[Start of Selection]

When we passed the PATRIOT
Act in October 2001, I noted that Congress needed to exercise
careful oversight of how the Justice Department, the FBI and other
Executive Branch agencies used the newly expanded powers that the
Act provided. The need for oversight and accountability is the
reason that former House Majority Leader Dick Armey and I insisted
on a sunset provision for several key provisions in PATRIOT –
provisions that blurred the lines between criminal investigation and
intelligence gathering. We succeeded, but only in part; several
PATRIOT provisions that should have been subject to the sunset –
including a few that were sunset or even cut in the version of the
bill reported by the House Judiciary Committee – were omitted from
the sunset. As enacted, the sunset
applies only to certain enhanced surveillance authorities in title
II of the Act.
The PATRIOT Oversight Restoration Act would
extend PATRIOT’s sunset provision to other enhanced surveillance
provisions in title II of the Act. These include subsections (a)
and (c) of section 203, which authorize the disclosure of grand jury
information to foreign enforcement, intelligence and immigration
officials; sections 210 and 211, which broaden the types of
information that law enforcement may obtain, upon request, from
electronic communication service providers and cable service
operators; section 213, which authorizes so-called “sneak and peak”
(delayed notification) search warrants; sections 216 and 222, which
significantly expand when, where, and how law enforcement can obtain
a pen register or trap and trace order; and section 219,
which authorizes judges to sign search warrants for properties
located outside their districts.
In addition to these title
II provisions, the PATRIOT Oversight Restoration Act would also
extend the sunset to a handful of provisions in titles IV, V, VIII
and X of the PATRIOT Act. These provisions include sections
411 and 1006, which expand the government’s authority to declare
certain persons inadmissible to the United States; section 412,
which grants the Attorney General authority to “certify” that an
alien is engaged in activity that endangers the national security,
and to take such an alien into custody; section
505, which gives law enforcement greater authority to access
telephone, bank, and credit records through the issuance of
so-called “National Security Letters,” even if no criminal
investigation is pending and without court review; sections 507 and
508, which remove
certain privacy protections for educational records and surveys --
called “obstacles” to investigating terrorism in the PATRIOT Act;
section 802, which defines “domestic terrorism” in a way that could
be read to include political protesters engaged in civil
disobedience; section 806, which uses the aforementioned definition
of “domestic terrorism” to expand the government’s civil forfeiture
authority; and section 1003, which references another section of
PATRIOT that is already covered by the sunset.

[End of Selection]
[Start of Stored data]

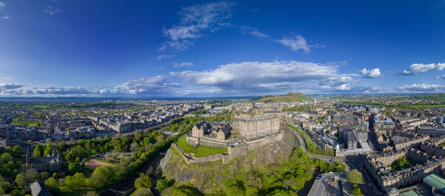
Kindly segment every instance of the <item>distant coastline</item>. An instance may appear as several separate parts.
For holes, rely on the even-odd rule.
[[[258,96],[216,96],[201,97],[0,97],[0,101],[28,101],[28,102],[97,102],[110,100],[112,101],[187,101],[189,100],[231,100],[249,99]]]

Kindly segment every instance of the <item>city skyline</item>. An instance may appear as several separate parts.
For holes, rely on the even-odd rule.
[[[0,0],[0,96],[445,92],[445,1],[379,1]]]

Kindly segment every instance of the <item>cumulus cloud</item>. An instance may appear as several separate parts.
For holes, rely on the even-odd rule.
[[[156,58],[156,60],[158,61],[160,61],[162,59],[169,59],[170,58],[174,58],[175,57],[176,57],[176,54],[170,54],[170,55],[162,54],[162,55],[158,56],[158,57]]]
[[[399,75],[402,76],[410,76],[417,75],[419,73],[424,73],[429,71],[437,70],[442,71],[445,68],[445,63],[437,63],[435,64],[423,64],[422,63],[415,63],[409,66],[408,70],[404,70],[399,73]]]
[[[248,33],[249,34],[259,38],[264,38],[269,37],[269,35],[259,32],[258,29],[248,26],[241,26],[241,32],[243,34],[247,34]]]
[[[441,76],[436,76],[434,79],[445,79],[445,74],[443,74]]]
[[[270,89],[282,85],[290,87],[291,85],[286,83],[303,81],[339,86],[352,81],[352,77],[359,76],[340,74],[332,66],[295,61],[232,63],[213,70],[170,74],[197,85],[239,90]]]
[[[301,35],[299,35],[290,38],[285,36],[282,39],[276,39],[275,41],[289,47],[291,50],[295,51],[303,50],[306,53],[311,51],[310,46],[307,44],[307,42]]]
[[[158,76],[129,80],[115,86],[114,88],[126,90],[130,93],[136,94],[143,92],[163,92],[168,88],[181,86],[179,84],[167,81],[168,77],[165,76]]]
[[[182,62],[181,63],[178,64],[176,63],[173,63],[172,64],[174,67],[181,67],[188,66],[189,67],[191,67],[194,65],[194,64],[190,62]]]
[[[53,6],[46,6],[45,7],[46,9],[43,12],[44,12],[48,13],[49,15],[53,15],[57,13],[62,13],[62,10],[58,8],[54,8]]]
[[[186,50],[193,44],[194,40],[205,34],[213,33],[228,26],[230,23],[226,20],[232,16],[233,5],[232,2],[222,1],[182,8],[178,13],[180,23],[162,29],[168,40],[159,50]]]
[[[363,68],[363,69],[361,70],[361,72],[364,77],[369,78],[375,78],[382,75],[380,73],[380,69],[379,68],[373,69],[370,70],[367,70],[366,68]]]
[[[403,91],[432,91],[445,90],[445,86],[437,85],[425,85],[414,84],[411,85],[404,85],[397,87],[398,90]]]
[[[336,88],[336,89],[337,90],[351,90],[351,86],[349,85],[347,85],[346,84],[344,84],[343,85],[337,86],[337,87]]]
[[[25,85],[21,84],[0,84],[0,90],[9,90],[18,88]]]

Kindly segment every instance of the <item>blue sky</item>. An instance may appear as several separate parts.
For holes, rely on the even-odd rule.
[[[0,0],[0,96],[445,91],[445,1],[369,1]]]

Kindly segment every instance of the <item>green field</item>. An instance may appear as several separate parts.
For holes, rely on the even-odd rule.
[[[176,142],[176,144],[179,146],[186,154],[190,153],[194,153],[195,157],[207,157],[207,156],[216,154],[218,153],[227,152],[227,148],[212,148],[207,146],[199,145],[196,150],[194,146],[187,143],[186,141],[186,135],[178,138]]]

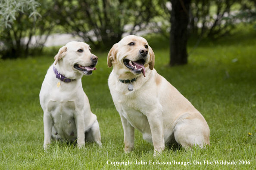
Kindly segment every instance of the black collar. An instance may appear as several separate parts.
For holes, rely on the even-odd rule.
[[[135,81],[136,80],[136,78],[134,78],[133,79],[132,79],[131,80],[120,80],[120,79],[119,79],[119,81],[120,81],[121,82],[122,82],[123,83],[131,83],[132,82],[134,82],[134,81]]]

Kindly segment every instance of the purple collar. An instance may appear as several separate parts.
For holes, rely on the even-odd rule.
[[[57,69],[54,67],[54,66],[53,66],[53,71],[56,75],[56,78],[63,82],[72,82],[72,80],[73,80],[72,79],[67,78],[66,77],[59,73],[57,70]]]

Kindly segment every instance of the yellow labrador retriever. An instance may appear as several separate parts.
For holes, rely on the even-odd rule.
[[[108,84],[125,134],[125,151],[134,147],[134,128],[153,142],[155,154],[173,140],[185,149],[209,145],[210,131],[202,115],[154,69],[155,56],[147,40],[128,36],[108,55],[113,66]]]
[[[96,70],[98,58],[91,51],[85,43],[69,42],[59,49],[47,72],[39,94],[45,149],[51,138],[71,142],[77,139],[79,148],[85,140],[101,145],[99,123],[91,111],[81,79]]]

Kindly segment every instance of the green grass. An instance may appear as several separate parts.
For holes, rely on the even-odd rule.
[[[207,149],[186,152],[182,148],[175,151],[166,148],[156,158],[153,156],[153,144],[143,140],[137,130],[135,150],[124,153],[122,127],[107,85],[112,70],[107,66],[107,53],[96,53],[99,57],[97,70],[82,78],[84,90],[100,123],[102,148],[87,143],[79,149],[70,144],[53,142],[47,152],[43,148],[43,113],[39,94],[54,56],[0,61],[0,169],[256,169],[253,37],[255,33],[203,41],[189,56],[188,64],[172,68],[166,66],[169,49],[153,47],[158,73],[200,112],[211,130],[211,145]],[[188,51],[192,48],[190,46]],[[237,61],[232,62],[235,58]],[[248,133],[252,134],[248,137]],[[114,166],[108,165],[108,160],[142,161],[148,164]],[[174,160],[192,164],[148,164],[150,161]],[[250,161],[250,164],[203,164],[204,161],[221,160],[237,164],[239,161]],[[194,161],[202,164],[194,164]]]

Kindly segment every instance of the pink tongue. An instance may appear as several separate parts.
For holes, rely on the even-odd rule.
[[[85,67],[85,69],[87,70],[87,71],[92,71],[96,70],[95,67]]]
[[[141,70],[141,72],[142,72],[142,74],[143,74],[143,76],[144,77],[145,76],[145,67],[144,67],[144,65],[142,64],[141,61],[131,61],[132,63],[133,63],[134,65],[136,66],[137,68],[138,69],[140,69],[141,68],[142,68],[142,70]]]

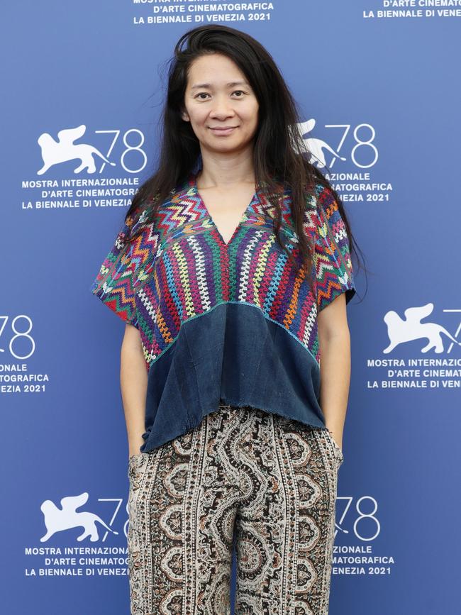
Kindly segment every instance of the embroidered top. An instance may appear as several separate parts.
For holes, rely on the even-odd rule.
[[[281,233],[301,262],[283,193]],[[319,404],[317,315],[355,294],[348,237],[331,191],[306,203],[315,238],[313,283],[279,245],[274,207],[257,190],[226,244],[196,173],[172,190],[155,222],[124,223],[91,290],[140,332],[148,370],[147,453],[197,426],[220,403],[250,406],[325,427]],[[141,235],[130,243],[130,228]]]

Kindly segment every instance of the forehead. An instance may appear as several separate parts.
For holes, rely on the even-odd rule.
[[[250,87],[245,76],[235,62],[226,55],[213,53],[201,56],[191,64],[187,73],[187,87]]]

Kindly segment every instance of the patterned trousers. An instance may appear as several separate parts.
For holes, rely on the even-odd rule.
[[[327,615],[338,470],[326,428],[221,405],[128,461],[131,615]]]

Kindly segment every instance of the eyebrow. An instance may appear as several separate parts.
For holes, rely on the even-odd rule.
[[[233,87],[235,85],[250,85],[246,81],[230,81],[226,84],[228,87]],[[211,88],[212,87],[211,83],[196,83],[191,87],[191,89],[196,89],[199,87]]]

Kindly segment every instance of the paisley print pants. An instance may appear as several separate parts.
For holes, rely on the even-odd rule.
[[[221,405],[128,460],[131,615],[327,615],[338,470],[328,429]]]

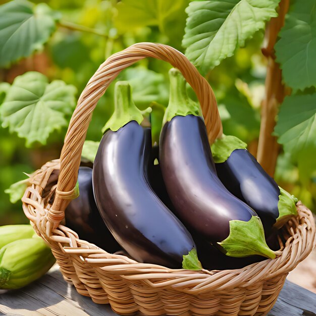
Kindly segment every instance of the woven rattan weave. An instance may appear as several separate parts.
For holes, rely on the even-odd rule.
[[[109,58],[88,83],[73,115],[60,160],[46,163],[29,179],[22,198],[24,213],[50,245],[65,279],[96,303],[110,303],[120,314],[266,314],[288,272],[315,245],[314,220],[300,202],[297,218],[282,230],[281,255],[234,270],[196,272],[139,263],[79,239],[61,224],[73,197],[82,146],[98,100],[123,69],[145,57],[167,61],[182,72],[199,100],[210,143],[221,135],[213,92],[186,58],[164,45],[133,45]],[[286,241],[284,244],[281,239]]]

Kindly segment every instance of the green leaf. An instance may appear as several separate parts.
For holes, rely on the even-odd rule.
[[[81,157],[87,159],[91,163],[94,162],[99,143],[98,141],[85,140],[81,152]]]
[[[224,134],[249,143],[259,135],[260,115],[235,87],[219,100],[219,110]]]
[[[193,248],[189,251],[188,254],[183,255],[183,261],[182,261],[182,268],[187,270],[201,270],[202,265],[197,257],[196,249]]]
[[[11,184],[9,189],[5,190],[5,192],[10,195],[11,203],[16,203],[22,198],[26,190],[28,183],[28,179],[22,180]]]
[[[10,85],[8,82],[0,83],[0,104],[4,101],[10,87]]]
[[[316,148],[316,93],[286,97],[274,130],[278,142],[294,159],[300,152]]]
[[[226,162],[236,149],[246,148],[247,144],[238,137],[224,134],[220,138],[216,139],[211,146],[212,155],[216,164]]]
[[[266,22],[277,16],[280,0],[193,1],[182,45],[185,55],[203,73],[232,56]]]
[[[141,110],[153,101],[161,104],[168,102],[169,97],[168,85],[164,75],[144,67],[128,68],[121,80],[128,81],[133,90],[133,100]]]
[[[303,90],[316,86],[316,2],[291,3],[275,47],[285,83]]]
[[[152,109],[150,116],[151,142],[153,144],[155,142],[159,144],[159,137],[163,127],[166,108],[156,102],[151,103],[150,106]]]
[[[61,80],[48,83],[38,72],[29,72],[15,79],[0,107],[3,127],[25,138],[26,146],[45,144],[49,134],[68,124],[66,119],[75,105],[75,87]]]
[[[180,45],[189,0],[122,0],[118,4],[116,25],[122,32],[144,26],[158,26],[174,46]]]
[[[248,222],[234,220],[229,221],[229,235],[218,244],[223,247],[226,255],[242,257],[258,254],[273,259],[274,251],[267,244],[261,220],[251,216]]]
[[[15,0],[0,6],[0,67],[42,48],[60,15],[46,4]]]

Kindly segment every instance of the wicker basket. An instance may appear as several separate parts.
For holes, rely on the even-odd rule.
[[[65,280],[94,302],[109,303],[120,314],[265,315],[288,272],[315,245],[314,219],[300,202],[297,218],[282,230],[286,242],[281,245],[281,255],[234,270],[194,272],[140,264],[81,240],[61,224],[74,196],[83,142],[98,100],[123,69],[145,57],[169,62],[181,71],[200,101],[210,143],[221,135],[213,92],[186,58],[164,45],[133,45],[109,58],[88,83],[71,119],[60,160],[47,163],[30,178],[22,198],[24,213],[49,244]]]

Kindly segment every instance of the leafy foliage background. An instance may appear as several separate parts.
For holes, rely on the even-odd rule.
[[[261,48],[265,23],[277,15],[279,2],[1,2],[0,225],[27,222],[21,202],[10,201],[10,196],[12,201],[18,199],[15,194],[24,183],[11,187],[11,194],[5,190],[25,179],[23,172],[59,156],[75,100],[90,77],[107,57],[136,42],[161,42],[185,53],[214,90],[224,133],[246,142],[255,154],[267,67]],[[316,1],[291,3],[276,45],[291,92],[276,118],[275,134],[283,149],[275,178],[314,210]],[[130,81],[140,109],[155,102],[151,123],[156,139],[168,102],[170,67],[143,60],[118,78]],[[113,112],[113,87],[95,110],[87,140],[101,137]],[[196,99],[189,87],[188,92]],[[87,143],[86,156],[89,146],[95,144]]]

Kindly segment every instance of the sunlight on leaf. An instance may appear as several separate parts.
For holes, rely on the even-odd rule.
[[[193,1],[182,44],[186,56],[205,74],[232,56],[266,22],[277,16],[280,0]]]
[[[316,93],[286,97],[274,130],[278,142],[293,159],[316,148]]]
[[[118,4],[116,25],[121,32],[144,26],[158,26],[173,46],[181,44],[189,0],[122,0]]]
[[[15,0],[0,6],[0,67],[42,49],[60,18],[44,3]]]
[[[166,104],[169,97],[165,76],[152,70],[139,67],[128,68],[120,80],[129,82],[133,89],[133,99],[140,109],[154,101]]]
[[[303,90],[316,86],[316,2],[291,3],[275,47],[285,83]]]
[[[27,147],[36,142],[45,144],[50,133],[68,125],[65,117],[75,107],[76,92],[62,80],[48,83],[38,72],[19,76],[0,107],[2,126],[25,138]]]

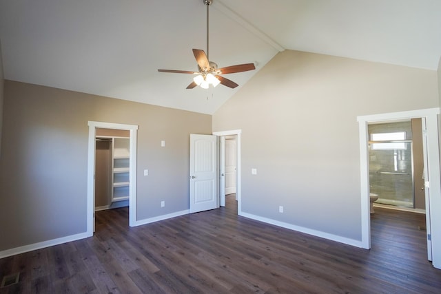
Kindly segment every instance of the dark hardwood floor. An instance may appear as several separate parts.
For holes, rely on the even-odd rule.
[[[440,293],[423,215],[376,209],[372,249],[268,225],[227,207],[128,227],[98,211],[92,238],[0,260],[0,293]]]

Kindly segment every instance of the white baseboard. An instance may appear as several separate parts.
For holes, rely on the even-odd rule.
[[[150,224],[152,222],[158,222],[160,220],[167,220],[168,218],[176,218],[176,216],[183,216],[190,213],[189,209],[183,210],[181,211],[174,212],[172,213],[165,214],[163,216],[155,216],[154,218],[145,218],[144,220],[136,220],[134,227],[141,226],[143,224]]]
[[[308,228],[305,228],[303,227],[296,226],[287,222],[280,222],[278,220],[272,220],[271,218],[263,218],[261,216],[255,216],[254,214],[247,213],[246,212],[240,212],[240,216],[251,218],[254,220],[258,220],[259,222],[266,222],[267,224],[274,224],[275,226],[281,227],[285,229],[289,229],[290,230],[296,231],[298,232],[305,233],[316,237],[320,237],[325,239],[330,240],[331,241],[338,242],[340,243],[346,244],[347,245],[362,248],[361,240],[349,239],[337,235],[325,233],[320,231],[316,231]]]
[[[68,242],[76,241],[85,238],[91,237],[87,233],[81,233],[79,234],[71,235],[66,237],[52,239],[48,241],[34,243],[29,245],[21,246],[20,247],[12,248],[11,249],[0,251],[0,258],[7,258],[8,256],[15,255],[16,254],[24,253],[25,252],[32,251],[33,250],[41,249],[42,248],[50,247],[51,246],[59,245],[60,244],[66,243]]]

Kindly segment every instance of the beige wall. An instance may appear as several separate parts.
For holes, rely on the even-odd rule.
[[[213,131],[242,129],[244,212],[360,240],[357,116],[439,105],[435,71],[285,50]]]
[[[189,209],[189,134],[211,116],[9,81],[4,109],[0,251],[86,231],[89,120],[139,125],[138,220]]]

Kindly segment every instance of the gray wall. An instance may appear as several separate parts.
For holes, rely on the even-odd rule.
[[[3,129],[3,103],[4,75],[3,72],[3,56],[1,54],[1,41],[0,41],[0,157],[1,157],[1,134]]]
[[[242,129],[244,212],[361,240],[357,116],[439,105],[435,71],[285,50],[213,131]]]
[[[86,231],[88,120],[139,126],[138,220],[189,209],[189,134],[211,116],[10,81],[4,110],[0,251]]]

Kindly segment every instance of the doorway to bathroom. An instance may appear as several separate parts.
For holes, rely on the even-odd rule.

[End of Stored data]

**Work to complete**
- 1) Convert the entries, from their start through the line that contains "[[[0,0],[0,96],[445,92],[445,1],[379,1]]]", into a two-column CSV with the columns text and answer. Give one row for each entry, quote every field, and replace line breaks with spaces, leaving the pictures out.
- 2) Carry on the passage on the PATRIOT Act sunset from the point where it stops.
The passage on the PATRIOT Act sunset and the entries have no connection to each other.

**Answers to the problems**
- 1)
text,answer
"Kindly segment every instance of the <item>distant coastline</item>. An instance may appear as several separate parts. For holes, rely on the even-odd rule.","[[[258,96],[216,96],[201,97],[0,97],[0,101],[28,101],[28,102],[97,102],[110,100],[112,101],[187,101],[189,100],[231,100],[249,99]]]"
"Kindly segment every instance of the <item>city skyline</item>. An instance may appear as several separate parts. For holes, rely on the even-odd rule.","[[[0,0],[0,96],[445,92],[445,1],[379,1]]]"

- 2)
With the PATRIOT Act, Congress provided
government investigators with a virtual smorgasbord of new powers
from which to choose. Is the government gorging itself on the
secretive powers allowed for “foreign intelligence” gathering, with
their less onerous procedural requirements, rather than relying on
bedrock criminal investigatory techniques that are subject to more
rigorous review by the Federal courts? Have we provided too many
choices and too much power to a limited few? These are questions
that require answers before the more far-reaching provisions of
PATRIOT are etched into stone.
The events of September 11, 2001, resound in
our hearts and in our memories. We owe it to the American people to
be circumspect in the powers and authorities we grant, even in the
name of national security. Our country was attacked on September 11
because of the democratic principles that this country stands
for and that we love. It would be a cruel twist of irony to abandon
those principles in the guise of a law named “PATRIOT” that might
prove to be anything but a defender or protector of those cherished
rights and freedoms.
The PATRIOT Oversight Restoration Act offers a
cautious and sensible solution to evolving fears about the PATRIOT
Act. It will allow Congress to re-examine some of the important
legal issues that abruptly confronted us in the weeks following
September 11, and to re-assess our efforts with the benefit of
hindsight and the luxury of time.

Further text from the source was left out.